**Your instructions**
Exclude the pictures and retype the entries as written.

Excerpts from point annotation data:
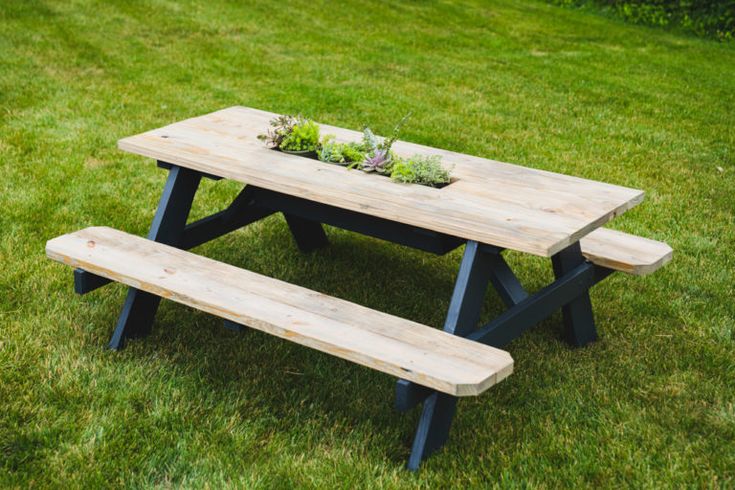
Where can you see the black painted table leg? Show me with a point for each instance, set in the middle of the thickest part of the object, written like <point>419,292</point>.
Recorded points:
<point>462,318</point>
<point>579,322</point>
<point>168,224</point>
<point>309,235</point>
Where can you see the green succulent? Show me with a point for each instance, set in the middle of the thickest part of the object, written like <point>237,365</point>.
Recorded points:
<point>420,169</point>
<point>304,136</point>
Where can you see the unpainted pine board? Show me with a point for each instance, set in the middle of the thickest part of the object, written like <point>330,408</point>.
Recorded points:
<point>492,202</point>
<point>403,348</point>
<point>624,252</point>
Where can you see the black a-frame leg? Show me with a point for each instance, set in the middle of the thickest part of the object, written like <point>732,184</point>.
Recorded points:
<point>462,318</point>
<point>579,322</point>
<point>168,225</point>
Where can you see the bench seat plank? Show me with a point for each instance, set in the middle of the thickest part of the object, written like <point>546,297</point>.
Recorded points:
<point>624,252</point>
<point>393,345</point>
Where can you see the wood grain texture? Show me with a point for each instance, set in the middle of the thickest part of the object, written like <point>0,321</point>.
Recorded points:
<point>492,202</point>
<point>399,347</point>
<point>623,252</point>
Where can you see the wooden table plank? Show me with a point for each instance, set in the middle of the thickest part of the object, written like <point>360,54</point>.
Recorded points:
<point>403,348</point>
<point>492,202</point>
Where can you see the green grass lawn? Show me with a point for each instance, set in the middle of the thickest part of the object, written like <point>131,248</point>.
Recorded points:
<point>651,404</point>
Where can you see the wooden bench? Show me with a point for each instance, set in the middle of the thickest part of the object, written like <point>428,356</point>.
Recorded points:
<point>395,346</point>
<point>624,252</point>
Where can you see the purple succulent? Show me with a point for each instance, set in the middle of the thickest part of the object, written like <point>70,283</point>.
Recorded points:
<point>376,162</point>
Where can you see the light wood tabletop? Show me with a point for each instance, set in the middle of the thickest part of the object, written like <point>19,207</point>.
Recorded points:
<point>492,202</point>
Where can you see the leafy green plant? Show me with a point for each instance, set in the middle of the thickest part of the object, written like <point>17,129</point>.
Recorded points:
<point>378,154</point>
<point>341,153</point>
<point>371,154</point>
<point>420,169</point>
<point>304,136</point>
<point>292,133</point>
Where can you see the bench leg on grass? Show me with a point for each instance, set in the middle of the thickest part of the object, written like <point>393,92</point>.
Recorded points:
<point>462,318</point>
<point>309,235</point>
<point>482,265</point>
<point>579,322</point>
<point>168,225</point>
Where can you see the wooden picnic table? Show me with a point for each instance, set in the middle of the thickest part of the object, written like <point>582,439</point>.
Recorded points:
<point>490,206</point>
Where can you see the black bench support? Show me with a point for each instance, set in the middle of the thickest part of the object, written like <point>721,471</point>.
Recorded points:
<point>168,226</point>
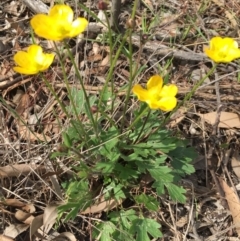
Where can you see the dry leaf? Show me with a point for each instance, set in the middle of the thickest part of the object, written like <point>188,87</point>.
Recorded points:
<point>227,119</point>
<point>66,236</point>
<point>233,203</point>
<point>182,221</point>
<point>235,162</point>
<point>24,217</point>
<point>4,238</point>
<point>29,208</point>
<point>49,217</point>
<point>102,206</point>
<point>35,225</point>
<point>12,202</point>
<point>13,231</point>
<point>20,169</point>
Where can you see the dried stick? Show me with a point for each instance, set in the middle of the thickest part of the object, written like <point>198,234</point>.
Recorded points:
<point>115,10</point>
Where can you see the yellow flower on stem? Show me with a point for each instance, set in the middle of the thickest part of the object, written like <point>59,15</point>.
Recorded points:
<point>58,24</point>
<point>32,61</point>
<point>222,50</point>
<point>156,95</point>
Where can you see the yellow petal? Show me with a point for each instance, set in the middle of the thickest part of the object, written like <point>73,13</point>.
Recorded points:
<point>222,50</point>
<point>46,27</point>
<point>156,82</point>
<point>78,26</point>
<point>58,24</point>
<point>21,70</point>
<point>167,103</point>
<point>169,90</point>
<point>22,59</point>
<point>141,93</point>
<point>47,61</point>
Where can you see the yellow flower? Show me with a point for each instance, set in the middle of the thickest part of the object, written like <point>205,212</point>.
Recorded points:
<point>58,24</point>
<point>32,61</point>
<point>156,95</point>
<point>222,50</point>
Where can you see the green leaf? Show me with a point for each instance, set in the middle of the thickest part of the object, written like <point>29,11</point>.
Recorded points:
<point>79,101</point>
<point>150,202</point>
<point>105,230</point>
<point>66,140</point>
<point>123,218</point>
<point>162,174</point>
<point>182,157</point>
<point>142,227</point>
<point>176,192</point>
<point>126,172</point>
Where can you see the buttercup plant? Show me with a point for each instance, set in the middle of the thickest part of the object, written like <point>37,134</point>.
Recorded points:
<point>32,61</point>
<point>156,95</point>
<point>119,155</point>
<point>222,50</point>
<point>58,24</point>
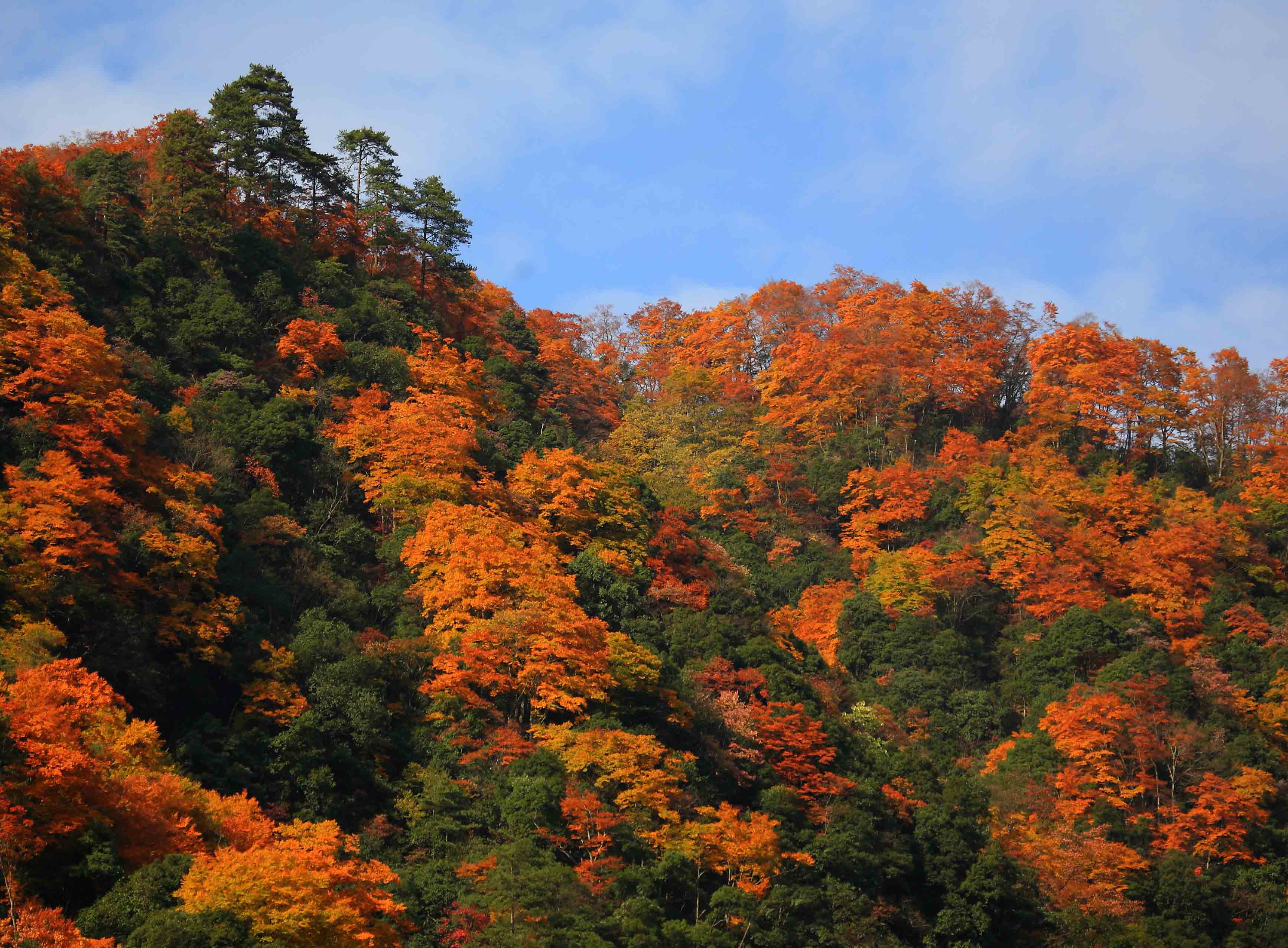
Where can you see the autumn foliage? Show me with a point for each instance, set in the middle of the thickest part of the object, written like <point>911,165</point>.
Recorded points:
<point>348,602</point>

**Correct output**
Where can you see the black painted table leg? Show me with a point for each instance, set in the middle of the thickest part of the object, written like <point>419,292</point>.
Recorded points:
<point>462,318</point>
<point>579,322</point>
<point>168,224</point>
<point>309,235</point>
Where can you see the green succulent? Show me with a point for each instance, set in the middle of the thickest part of the object, written like <point>237,365</point>.
Recorded points:
<point>420,169</point>
<point>304,136</point>
Where can you see the unpainted pine board? Show me with a point for each instance, set in the middle of the thickest part of the object, written like <point>330,408</point>.
Recorded points:
<point>492,202</point>
<point>403,348</point>
<point>624,252</point>
Where can you see the black a-frame leg? Show me with a point for each instance, set in the middle of the thickest part of the object, written like <point>732,184</point>.
Recorded points:
<point>462,318</point>
<point>579,322</point>
<point>168,225</point>
Where can you see the bench seat plank? Show me with a point for each instance, set in the middle of the thickest part of the object, written like <point>546,297</point>.
Recorded points:
<point>624,252</point>
<point>393,345</point>
Where can you see the wood grain texture? Show me with a point for each instance, set in the middle of the thickest part of the object, written like <point>0,321</point>.
Recorded points:
<point>492,202</point>
<point>399,347</point>
<point>623,252</point>
Where can you see the wooden table plank? Show me with a point for each instance, set in the middle of the thickest part of the object, written like <point>360,54</point>.
Recorded points:
<point>403,348</point>
<point>492,202</point>
Where can you see the green grass lawn? Show me with a point for each instance, set in the middle of the thickest part of the object, written like <point>131,248</point>.
Recorded points:
<point>651,404</point>
Where can you see the wooden bench? Show me with a point for each instance, set in the middle of the thickest part of the object, written like <point>428,356</point>.
Recorded points:
<point>395,346</point>
<point>624,252</point>
Where can you see the purple succulent? Show me with a point for each instance, set in the middle of the thickest part of the object, written like <point>70,283</point>.
Recorded points:
<point>376,162</point>
Where can you see the light wood tabletop? Show me with a point for each instance, set in the middle of the thickest part of the object, written like <point>19,207</point>.
Recorded points:
<point>492,202</point>
Where can you see the leafy green plant? Show me with a point for each instance, set in the middle of the thickest part of the object, written like <point>17,129</point>.
Recorded points:
<point>378,154</point>
<point>341,153</point>
<point>371,154</point>
<point>420,169</point>
<point>304,136</point>
<point>292,133</point>
Where can you see the bench leg on grass? Show me with a point for each instance, set in the middle of the thickest part of the object, written like <point>393,92</point>.
Recorded points:
<point>462,318</point>
<point>309,235</point>
<point>482,265</point>
<point>579,322</point>
<point>168,225</point>
Where can you see the wooden picnic table? Show me with a point for each instance, set in the middle of the thickest part of the object, written like <point>582,439</point>.
Recorded points:
<point>490,206</point>
Where can you see the black bench support? Show me with a point for each instance, set in the middle of the thickest part of the object, written like <point>721,471</point>.
Recorded points:
<point>168,226</point>
Where can you see the dry leaf? Show me with a point for each instance, set in the middle of the thickest part of the object, written like <point>188,87</point>.
Recorded points:
<point>227,119</point>
<point>66,236</point>
<point>233,203</point>
<point>182,221</point>
<point>235,162</point>
<point>24,217</point>
<point>4,238</point>
<point>29,208</point>
<point>49,217</point>
<point>102,206</point>
<point>35,225</point>
<point>12,202</point>
<point>13,231</point>
<point>20,169</point>
Where can you see the dried stick? Show me with a point for each instance, set in the middle of the thickest part of the object, written like <point>198,234</point>.
Recorded points:
<point>115,10</point>
Where can you see the yellow flower on stem? Show me with a point for each instance, set in the middle of the thickest part of the object, written like <point>59,15</point>.
Recorded points:
<point>58,24</point>
<point>32,61</point>
<point>222,50</point>
<point>156,95</point>
Where can you see the yellow petal? Show me with a point for each instance, set in the middle of the thickest part of the object, written like <point>73,13</point>.
Recorded points:
<point>222,50</point>
<point>46,27</point>
<point>156,82</point>
<point>78,26</point>
<point>58,24</point>
<point>21,70</point>
<point>167,103</point>
<point>169,90</point>
<point>22,59</point>
<point>141,93</point>
<point>47,61</point>
Where can you see the yellow flower? Show me with a point for each instance, set in the middle of the thickest part of the object, written like <point>205,212</point>.
Recorded points:
<point>58,24</point>
<point>32,61</point>
<point>156,95</point>
<point>222,50</point>
Where can you see the green leaf? Show me with a point for each instance, set in the middle of the thickest part of the object, written like <point>29,11</point>.
Recorded points:
<point>79,101</point>
<point>150,202</point>
<point>105,230</point>
<point>66,140</point>
<point>123,218</point>
<point>162,174</point>
<point>182,157</point>
<point>142,227</point>
<point>176,192</point>
<point>126,172</point>
Where can you see the buttercup plant? Show me with a point for each instance, set in the middle of the thickest part of the object, written like <point>37,134</point>.
Recorded points:
<point>32,61</point>
<point>156,95</point>
<point>119,155</point>
<point>222,50</point>
<point>58,24</point>
Where can you see the autumn foliage? Show me with a point for each instance, set in the middle of the thickest part of the object, written like <point>911,165</point>.
Recorded points:
<point>348,602</point>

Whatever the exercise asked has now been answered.